• [EXERCISE REQUIREMENTS]
a: In the alt-country article, write out the passage starting with "Like any genre, of" and going on through "raw, twangy brilliance.".
b: According to the alt-country article, which 1998 Lucinda Williams album remains a high point for the genre?
c: Pick up the article on alt-country albums from summer 2025 after its final sentence and keep writing it.

• [EXCERPT TO READ]
------------------------------------------------------------------------

8 Great alt-country albums from summer 2025

We’ve all heard it at one time or another, the old refrain from even the most voracious of music fans out there: “Anything but country.” And listen, I get it. Like any genre, country music is one with its fair share of trite, spurious, unbearable rubbish. The greater issue, of course, is this is often the only sort of country music the average music listener will hear. You know the kind. It usually comes from handsome, sharp-jawed white guys named Caleb or Luke or Riley for whom the attendant blue jeans, cowboy hat and barely-buttoned western shirt are merely accoutrements to a painfully rehearsed style largely devoid of substance of any kind.
Thankfully, that is starting to change. If you have been paying attention to the indie-rock scene of the last few years, you know that alt-country has been having a bit of a moment. Five or 10 years ago it might have been slim pickings putting together a list like this, and ever more difficult convincing the average listener to dive into a genre with such complicated connotations. Now, however, with the help of rising stars like MJ Lenderman, Waxahatchee, and Wednesday, the genre, and its long, essential history, is being understood in a new light. For all the everyman pretense of pop-country, it’s artists like these, with their jagged, weathered vignettes and ramshackle artistry, that seem to be speaking to a moment when airbrushed vanity runs so rampant.
Like any genre, of course, the edges of the alt-country sound are often blurry and subjective. So, before I embark on what is the first in a long-running series on the best of what the genre has to offer, I want to first pay homage to what I see as the patron saints of alt-country. First, there’s the very namesake of this column, Lucinda Williams, whose 1998 album Car Wheels on a Gravel Road remains a high point for the genre and deep inspiration for all involved. Similarly, bands like Drive-By Truckers, Uncle Tupelo, and Silver Jews, as well as solo artists like Jason Molina, Townes Van Zandt, and Steve Earle stand as totems for those looking to capture the spirit and vitality inherent in alt-country.
With that in mind, let’s dive into some of the best alt-country of the moment, a treasure-trove of gritty, raw, twangy brilliance.

------------------------------------------------------------------------

• [DATA EXCERPTS]
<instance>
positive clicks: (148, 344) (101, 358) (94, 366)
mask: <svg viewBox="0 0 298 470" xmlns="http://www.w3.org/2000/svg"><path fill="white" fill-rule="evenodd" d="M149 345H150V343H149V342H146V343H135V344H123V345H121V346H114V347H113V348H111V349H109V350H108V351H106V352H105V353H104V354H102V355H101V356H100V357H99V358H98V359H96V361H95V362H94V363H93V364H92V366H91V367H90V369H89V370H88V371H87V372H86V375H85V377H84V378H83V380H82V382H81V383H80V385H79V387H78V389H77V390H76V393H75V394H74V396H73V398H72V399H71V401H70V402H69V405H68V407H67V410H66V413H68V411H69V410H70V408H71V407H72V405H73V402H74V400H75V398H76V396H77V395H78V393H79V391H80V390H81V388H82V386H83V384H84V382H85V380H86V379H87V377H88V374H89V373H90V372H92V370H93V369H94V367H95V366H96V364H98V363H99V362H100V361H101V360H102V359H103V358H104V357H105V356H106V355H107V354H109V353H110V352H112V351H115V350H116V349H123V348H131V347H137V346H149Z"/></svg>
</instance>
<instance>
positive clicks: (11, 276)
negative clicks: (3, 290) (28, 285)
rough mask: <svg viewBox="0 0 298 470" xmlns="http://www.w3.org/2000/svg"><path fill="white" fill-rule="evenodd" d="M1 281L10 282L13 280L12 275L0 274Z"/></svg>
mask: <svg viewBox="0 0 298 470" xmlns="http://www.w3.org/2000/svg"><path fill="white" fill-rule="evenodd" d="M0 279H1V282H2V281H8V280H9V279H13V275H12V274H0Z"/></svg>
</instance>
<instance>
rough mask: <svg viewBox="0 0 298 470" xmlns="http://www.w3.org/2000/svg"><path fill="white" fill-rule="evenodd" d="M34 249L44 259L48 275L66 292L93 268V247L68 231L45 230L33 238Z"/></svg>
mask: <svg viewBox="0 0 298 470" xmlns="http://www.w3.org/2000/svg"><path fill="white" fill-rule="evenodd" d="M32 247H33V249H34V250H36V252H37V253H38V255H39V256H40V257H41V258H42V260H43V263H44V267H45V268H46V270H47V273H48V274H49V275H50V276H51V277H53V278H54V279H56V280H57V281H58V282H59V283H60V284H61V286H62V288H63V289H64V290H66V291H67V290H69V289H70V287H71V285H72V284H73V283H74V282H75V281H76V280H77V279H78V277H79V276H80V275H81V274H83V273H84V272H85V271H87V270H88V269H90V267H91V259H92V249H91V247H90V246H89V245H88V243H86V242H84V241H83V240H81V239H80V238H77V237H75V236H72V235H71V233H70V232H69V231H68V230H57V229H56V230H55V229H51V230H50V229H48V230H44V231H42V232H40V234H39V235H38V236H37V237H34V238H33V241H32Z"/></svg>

------------------------------------------------------------------------

• [ANSWERS]
a:
Like any genre, of course, the edges of the alt-country sound are often blurry and subjective. So, before I embark on what is the first in a long-running series on the best of what the genre has to offer, I want to first pay homage to what I see as the patron saints of alt-country. First, there’s the very namesake of this column, Lucinda Williams, whose 1998 album Car Wheels on a Gravel Road remains a high point for the genre and deep inspiration for all involved. Similarly, bands like Drive-By Truckers, Uncle Tupelo, and Silver Jews, as well as solo artists like Jason Molina, Townes Van Zandt, and Steve Earle stand as totems for those looking to capture the spirit and vitality inherent in alt-country.
With that in mind, let’s dive into some of the best alt-country of the moment, a treasure-trove of gritty, raw, twangy brilliance.

b: Car Wheels on a Gravel Road

c:
Tyler Childers – Snipe Hunter
I wanted to start with this, perhaps the most popular release on my list, for a few reasons. With a dozen nine-digit streaming hits and a handful of arena tours under his belt, Tyler Childers is a bona fide country music star. I mean, he’s no Jelly Roll, but he has very much got the juice. And what I love most about his latest album, Snipe Hunter, is how much it seemed to anger some of his longtime fans, who saw his move away from more muted Americana signifiers as heard on albums like 2023’s Rustin’ in the Rain and toward something far more jagged and unruly. Much of Snipe Hunter finds Childers more than a little fed up, snarling his way through songs about deadbeats and adding yet another name to his “Bitin’ List.” With help of famed producer Rick Rubin, Childers managed to wonderfully muss-up his established sound, highlighting the kind of rollicking bar-room charm that defines the best of alt-country. Childers can still write a crooning love song, like the big-hearted, intergenerational “Oneida,” but everything here feels tinged with a lovely devil-may-care attitude.
Listen/Buy: Spotify | Rough Trade (vinyl)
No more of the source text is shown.